CUANDO SUENE LA TROMPETA

en un instante, en un abrir y cerrar de ojos, al toque final de la trompeta. Pues sonará la trompeta y los muertos resucitarán con un cuerpo incorruptible, y nosotros seremos transformados. 1 Corintios 15:52 NVI 

 

Es aún temprano y tengo la intención de ganarle el recorrido al calor abrazador que se vendrá pronto. Son las 6:30 de la mañana en un día despejado de abril. Es Shabat, en la tradición judía: comenzó al caer la noche del viernes y termina al anochecer del sábado, siendo un día dedicado a la oración, la reflexión y el descanso de todo trabajo. 

 

Los campos de siembra en Quezada, Jutiapa, se extienden como lienzos ocres bajo un cielo de cristal. El sol ya se asomó, nada tímido y sí ardiente, como si desde temprano supiera que ese día será de fuego. Al llegar a las 7:00 a. m., ya tenemos 22 grados centígrados. Todo parece dormir aún... todo excepto las chicharras (cicádidos, también conocidas como cigarras), que han comenzado su griterío filarmónico. Como disciplinados músicos, el canto de una sigue al de otra, un canon infinito y secuencial que llena el ambiente.

-------

▸ **CONSIGNA**
¿Puedes devolver completo y sin cambios el texto sobre la mañana de Shabat en los campos de Quezada?

-------

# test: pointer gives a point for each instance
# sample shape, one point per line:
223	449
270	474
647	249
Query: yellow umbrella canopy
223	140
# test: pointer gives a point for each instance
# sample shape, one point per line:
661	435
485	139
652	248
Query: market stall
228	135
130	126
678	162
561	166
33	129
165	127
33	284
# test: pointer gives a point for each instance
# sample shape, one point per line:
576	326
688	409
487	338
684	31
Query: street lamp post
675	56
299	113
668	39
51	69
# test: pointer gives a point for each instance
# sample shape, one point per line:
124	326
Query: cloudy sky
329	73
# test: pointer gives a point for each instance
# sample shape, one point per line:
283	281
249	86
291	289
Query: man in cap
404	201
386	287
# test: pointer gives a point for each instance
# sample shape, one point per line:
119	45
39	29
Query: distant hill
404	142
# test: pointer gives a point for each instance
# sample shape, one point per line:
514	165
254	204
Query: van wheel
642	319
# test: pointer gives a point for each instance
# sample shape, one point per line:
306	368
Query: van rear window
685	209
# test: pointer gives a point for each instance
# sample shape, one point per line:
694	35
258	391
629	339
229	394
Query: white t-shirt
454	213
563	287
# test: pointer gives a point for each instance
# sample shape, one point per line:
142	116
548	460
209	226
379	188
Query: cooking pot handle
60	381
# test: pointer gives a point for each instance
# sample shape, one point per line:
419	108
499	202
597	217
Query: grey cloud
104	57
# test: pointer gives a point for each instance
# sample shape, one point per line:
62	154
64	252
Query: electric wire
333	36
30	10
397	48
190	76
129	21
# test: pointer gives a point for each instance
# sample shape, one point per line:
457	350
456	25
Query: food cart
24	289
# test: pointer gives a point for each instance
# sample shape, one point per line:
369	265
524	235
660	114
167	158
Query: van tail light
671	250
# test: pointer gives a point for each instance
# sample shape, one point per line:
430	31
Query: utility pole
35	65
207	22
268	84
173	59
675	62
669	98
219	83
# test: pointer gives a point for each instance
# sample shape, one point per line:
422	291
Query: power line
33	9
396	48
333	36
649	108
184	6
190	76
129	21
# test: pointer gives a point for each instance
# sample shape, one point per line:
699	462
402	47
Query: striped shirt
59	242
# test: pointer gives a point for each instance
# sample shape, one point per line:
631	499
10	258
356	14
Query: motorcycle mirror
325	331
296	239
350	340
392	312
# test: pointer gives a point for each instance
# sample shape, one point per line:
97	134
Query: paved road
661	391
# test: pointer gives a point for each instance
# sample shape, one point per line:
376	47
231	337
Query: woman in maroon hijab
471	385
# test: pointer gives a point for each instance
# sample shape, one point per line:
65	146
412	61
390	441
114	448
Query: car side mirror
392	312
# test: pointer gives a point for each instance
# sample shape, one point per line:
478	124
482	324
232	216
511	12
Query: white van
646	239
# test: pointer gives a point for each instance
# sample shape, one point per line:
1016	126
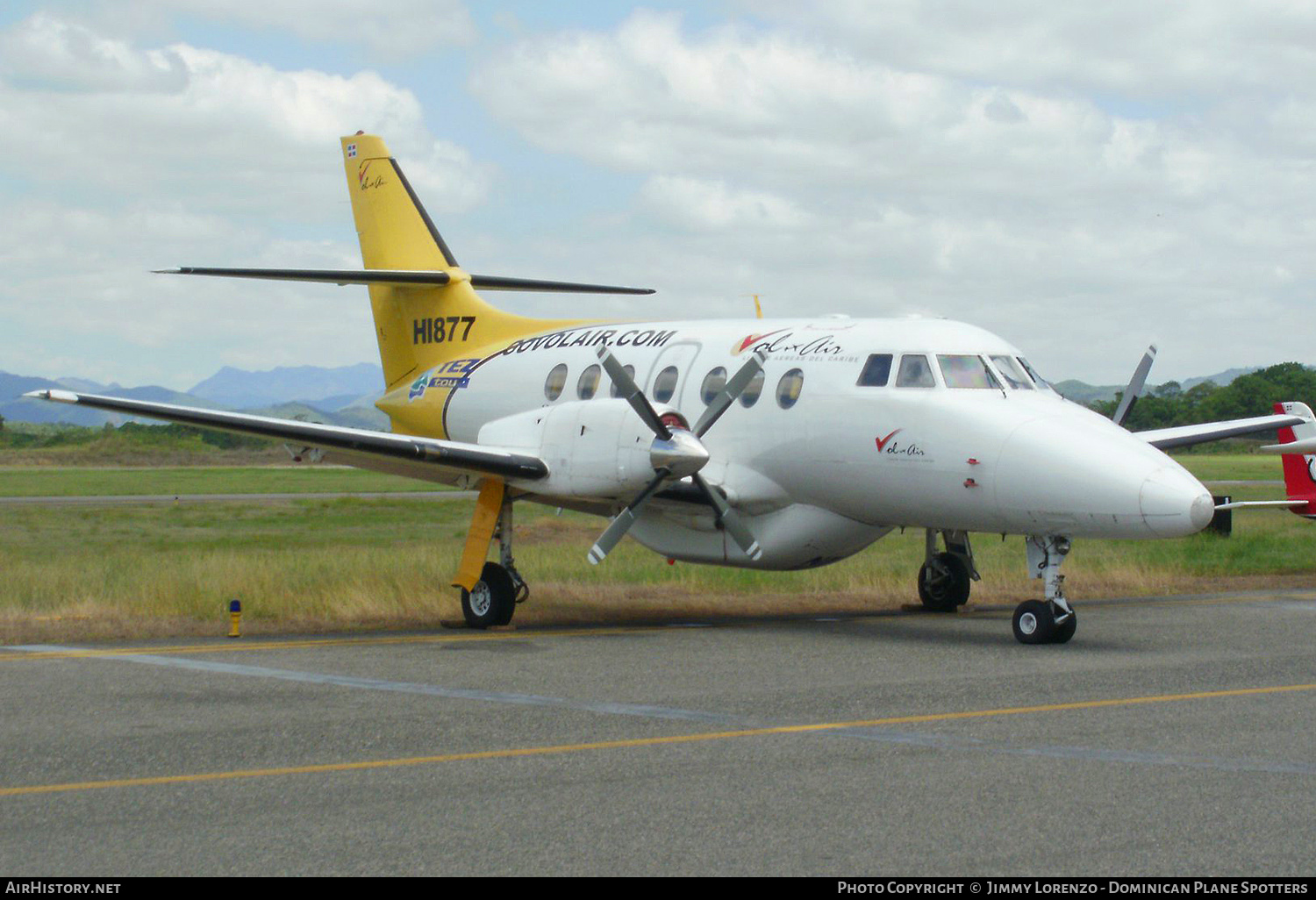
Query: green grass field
311	565
94	481
62	482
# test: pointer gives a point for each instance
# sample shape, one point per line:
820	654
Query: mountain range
336	396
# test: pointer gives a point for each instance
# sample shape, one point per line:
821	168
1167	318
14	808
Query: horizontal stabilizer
423	452
402	276
1262	504
1186	436
1295	446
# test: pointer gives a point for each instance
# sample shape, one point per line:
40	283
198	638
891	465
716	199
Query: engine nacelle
592	447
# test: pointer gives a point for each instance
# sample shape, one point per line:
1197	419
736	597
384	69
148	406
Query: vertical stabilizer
418	326
1299	468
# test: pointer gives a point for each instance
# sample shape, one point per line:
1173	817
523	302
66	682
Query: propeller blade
628	389
1134	389
729	518
731	392
626	518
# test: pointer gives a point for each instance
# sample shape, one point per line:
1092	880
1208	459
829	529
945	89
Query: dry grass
74	574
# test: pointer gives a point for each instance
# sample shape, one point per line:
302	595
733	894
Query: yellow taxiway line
641	742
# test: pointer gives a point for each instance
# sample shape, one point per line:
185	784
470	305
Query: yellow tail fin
418	326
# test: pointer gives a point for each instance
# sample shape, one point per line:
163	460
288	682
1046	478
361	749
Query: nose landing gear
945	578
1050	620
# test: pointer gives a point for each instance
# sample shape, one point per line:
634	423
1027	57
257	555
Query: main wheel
1065	631
1033	623
944	583
492	600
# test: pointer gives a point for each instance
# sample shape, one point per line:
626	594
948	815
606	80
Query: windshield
1012	373
963	370
1037	379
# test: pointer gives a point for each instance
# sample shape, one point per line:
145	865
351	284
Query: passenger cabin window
915	371
712	386
749	396
616	391
1013	375
589	383
789	389
665	386
876	371
555	381
965	370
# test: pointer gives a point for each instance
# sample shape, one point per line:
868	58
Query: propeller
1134	389
678	453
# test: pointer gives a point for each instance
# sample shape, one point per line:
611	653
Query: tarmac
1171	737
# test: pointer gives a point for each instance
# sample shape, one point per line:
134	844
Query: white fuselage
847	462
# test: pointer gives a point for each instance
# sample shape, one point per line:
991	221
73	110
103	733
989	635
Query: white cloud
139	158
45	52
981	184
221	128
1121	47
387	29
712	205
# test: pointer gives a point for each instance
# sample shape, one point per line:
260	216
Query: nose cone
1084	476
1174	503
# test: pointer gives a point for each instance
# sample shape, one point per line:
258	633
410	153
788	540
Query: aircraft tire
944	592
1065	631
492	600
1033	623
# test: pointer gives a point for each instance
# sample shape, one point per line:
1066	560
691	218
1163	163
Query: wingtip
53	394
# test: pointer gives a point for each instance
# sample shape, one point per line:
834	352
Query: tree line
1169	404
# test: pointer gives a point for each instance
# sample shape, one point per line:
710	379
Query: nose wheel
1039	621
1050	620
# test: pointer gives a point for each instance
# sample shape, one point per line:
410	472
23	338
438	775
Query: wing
404	454
1186	436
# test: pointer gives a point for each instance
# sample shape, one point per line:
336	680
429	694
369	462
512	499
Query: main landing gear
945	578
490	597
1050	620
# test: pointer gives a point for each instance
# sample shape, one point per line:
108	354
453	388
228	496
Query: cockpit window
1013	375
876	371
965	370
1037	379
915	371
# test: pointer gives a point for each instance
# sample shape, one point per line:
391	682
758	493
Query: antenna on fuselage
1134	389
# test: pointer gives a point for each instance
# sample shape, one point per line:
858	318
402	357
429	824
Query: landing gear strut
1050	620
945	578
491	599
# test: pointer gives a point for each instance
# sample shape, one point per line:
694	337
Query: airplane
762	444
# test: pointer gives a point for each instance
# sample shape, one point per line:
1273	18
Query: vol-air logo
441	328
890	447
787	342
594	337
453	374
365	179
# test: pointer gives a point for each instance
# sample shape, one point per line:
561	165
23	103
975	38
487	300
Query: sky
1082	179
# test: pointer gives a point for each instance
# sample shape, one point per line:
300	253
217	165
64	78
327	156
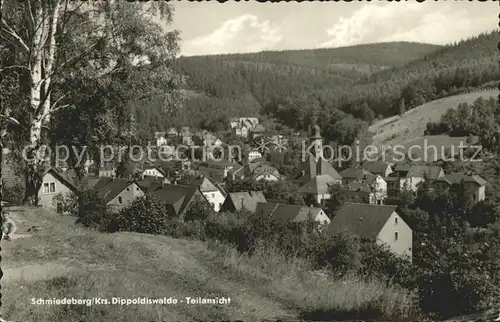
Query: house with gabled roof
177	198
238	201
319	187
160	138
291	213
172	132
54	183
154	171
312	168
118	193
410	177
474	185
380	224
354	174
211	191
381	168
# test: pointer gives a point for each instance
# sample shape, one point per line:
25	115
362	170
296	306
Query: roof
149	185
109	188
247	199
359	186
204	184
65	178
364	220
285	212
318	185
402	167
355	173
321	167
457	179
377	167
152	166
178	196
258	128
420	171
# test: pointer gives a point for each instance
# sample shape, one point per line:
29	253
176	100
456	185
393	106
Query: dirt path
173	256
36	272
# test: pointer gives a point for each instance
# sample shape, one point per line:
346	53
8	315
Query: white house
211	192
153	171
160	139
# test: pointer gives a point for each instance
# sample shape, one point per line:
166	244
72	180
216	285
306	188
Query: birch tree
57	41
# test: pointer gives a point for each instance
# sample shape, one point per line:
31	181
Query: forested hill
240	84
300	87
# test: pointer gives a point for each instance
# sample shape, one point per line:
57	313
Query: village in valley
178	181
183	166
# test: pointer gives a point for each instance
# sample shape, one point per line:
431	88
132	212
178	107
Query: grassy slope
67	261
411	125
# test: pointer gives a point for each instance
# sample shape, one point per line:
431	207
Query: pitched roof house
211	191
312	168
382	224
54	183
118	193
177	198
378	167
474	185
354	174
237	201
290	213
319	187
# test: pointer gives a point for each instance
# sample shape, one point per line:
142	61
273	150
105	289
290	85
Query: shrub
91	211
14	194
145	215
68	202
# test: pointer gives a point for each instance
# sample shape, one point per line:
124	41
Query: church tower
317	142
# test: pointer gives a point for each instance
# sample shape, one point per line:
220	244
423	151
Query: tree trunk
43	54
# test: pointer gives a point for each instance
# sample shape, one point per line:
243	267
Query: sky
236	27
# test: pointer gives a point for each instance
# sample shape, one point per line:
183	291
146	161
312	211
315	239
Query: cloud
245	33
405	22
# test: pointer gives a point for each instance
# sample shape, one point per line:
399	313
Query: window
49	187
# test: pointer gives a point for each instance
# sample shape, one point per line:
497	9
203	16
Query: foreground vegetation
262	286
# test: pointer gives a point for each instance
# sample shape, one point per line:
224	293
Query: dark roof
355	173
321	167
109	188
402	167
364	220
420	171
247	199
457	179
318	185
176	195
152	166
377	167
148	184
65	178
285	212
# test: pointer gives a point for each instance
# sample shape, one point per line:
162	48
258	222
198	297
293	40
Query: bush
68	202
92	211
14	194
145	215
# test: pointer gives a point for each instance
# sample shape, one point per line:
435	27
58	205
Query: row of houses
382	224
374	182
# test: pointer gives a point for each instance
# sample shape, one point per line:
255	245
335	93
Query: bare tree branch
11	32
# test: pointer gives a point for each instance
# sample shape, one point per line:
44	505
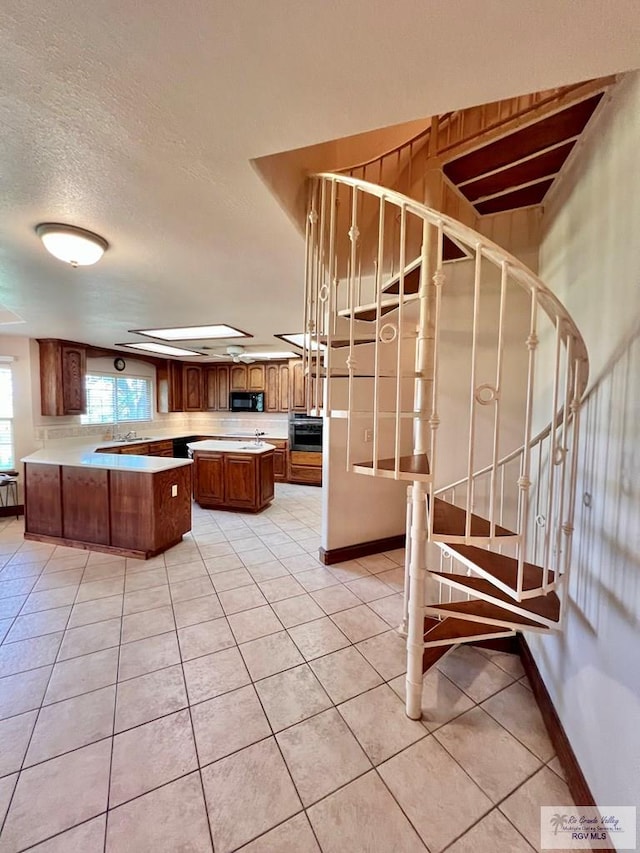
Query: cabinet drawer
303	457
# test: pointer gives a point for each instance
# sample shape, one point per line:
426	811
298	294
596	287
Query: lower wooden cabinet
122	511
233	480
305	468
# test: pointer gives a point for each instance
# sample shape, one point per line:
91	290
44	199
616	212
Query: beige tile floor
236	694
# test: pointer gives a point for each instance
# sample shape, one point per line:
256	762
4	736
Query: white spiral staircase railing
418	327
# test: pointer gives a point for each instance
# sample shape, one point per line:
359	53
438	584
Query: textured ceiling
140	121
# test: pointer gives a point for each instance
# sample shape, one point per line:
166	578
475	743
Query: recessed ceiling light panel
162	349
75	246
193	333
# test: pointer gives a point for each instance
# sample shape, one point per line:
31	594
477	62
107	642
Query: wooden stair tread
487	612
502	567
414	464
450	520
546	606
461	630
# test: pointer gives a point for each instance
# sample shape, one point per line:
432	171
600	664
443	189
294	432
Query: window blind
117	399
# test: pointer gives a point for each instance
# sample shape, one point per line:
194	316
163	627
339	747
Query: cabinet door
255	377
223	388
240	476
211	389
209	479
74	368
238	377
283	388
43	499
272	388
192	384
279	464
176	395
298	386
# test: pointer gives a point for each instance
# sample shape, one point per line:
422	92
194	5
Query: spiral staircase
466	373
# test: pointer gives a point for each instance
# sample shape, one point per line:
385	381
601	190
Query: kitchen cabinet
63	369
223	379
208	483
283	391
238	374
43	507
298	390
210	389
255	377
192	388
169	387
280	459
305	467
272	388
124	510
277	387
232	479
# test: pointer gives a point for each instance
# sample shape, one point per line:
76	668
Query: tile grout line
113	724
39	709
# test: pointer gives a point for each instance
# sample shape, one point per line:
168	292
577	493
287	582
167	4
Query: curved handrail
549	302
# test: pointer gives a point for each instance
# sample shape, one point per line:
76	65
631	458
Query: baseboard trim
576	782
8	511
362	549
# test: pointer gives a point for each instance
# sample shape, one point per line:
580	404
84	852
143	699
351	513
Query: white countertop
214	446
87	458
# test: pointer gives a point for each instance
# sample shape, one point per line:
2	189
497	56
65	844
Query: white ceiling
139	121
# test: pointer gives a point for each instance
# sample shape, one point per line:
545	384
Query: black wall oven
246	401
305	433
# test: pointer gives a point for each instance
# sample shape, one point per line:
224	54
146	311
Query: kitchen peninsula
233	475
134	506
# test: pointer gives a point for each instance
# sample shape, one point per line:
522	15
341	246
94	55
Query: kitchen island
233	475
133	506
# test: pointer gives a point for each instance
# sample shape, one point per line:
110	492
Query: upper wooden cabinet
297	391
298	387
63	368
223	387
255	377
169	387
238	377
192	388
276	387
210	389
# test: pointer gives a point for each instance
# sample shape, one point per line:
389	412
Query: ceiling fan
235	352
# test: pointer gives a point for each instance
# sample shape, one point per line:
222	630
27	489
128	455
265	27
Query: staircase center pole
418	533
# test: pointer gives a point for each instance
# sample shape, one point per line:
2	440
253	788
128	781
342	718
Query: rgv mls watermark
586	827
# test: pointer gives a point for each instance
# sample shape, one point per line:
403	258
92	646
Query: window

-------

▸ **SOLUCIÓN**
CUANDO SUENE LA TROMPETA

en un instante, en un abrir y cerrar de ojos, al toque final de la trompeta. Pues sonará la trompeta y los muertos resucitarán con un cuerpo incorruptible, y nosotros seremos transformados. 1 Corintios 15:52 NVI 

 

Es aún temprano y tengo la intención de ganarle el recorrido al calor abrazador que se vendrá pronto. Son las 6:30 de la mañana en un día despejado de abril. Es Shabat, en la tradición judía: comenzó al caer la noche del viernes y termina al anochecer del sábado, siendo un día dedicado a la oración, la reflexión y el descanso de todo trabajo. 

 

Los campos de siembra en Quezada, Jutiapa, se extienden como lienzos ocres bajo un cielo de cristal. El sol ya se asomó, nada tímido y sí ardiente, como si desde temprano supiera que ese día será de fuego. Al llegar a las 7:00 a. m., ya tenemos 22 grados centígrados. Todo parece dormir aún... todo excepto las chicharras (cicádidos, también conocidas como cigarras), que han comenzado su griterío filarmónico. Como disciplinados músicos, el canto de una sigue al de otra, un canon infinito y secuencial que llena el ambiente.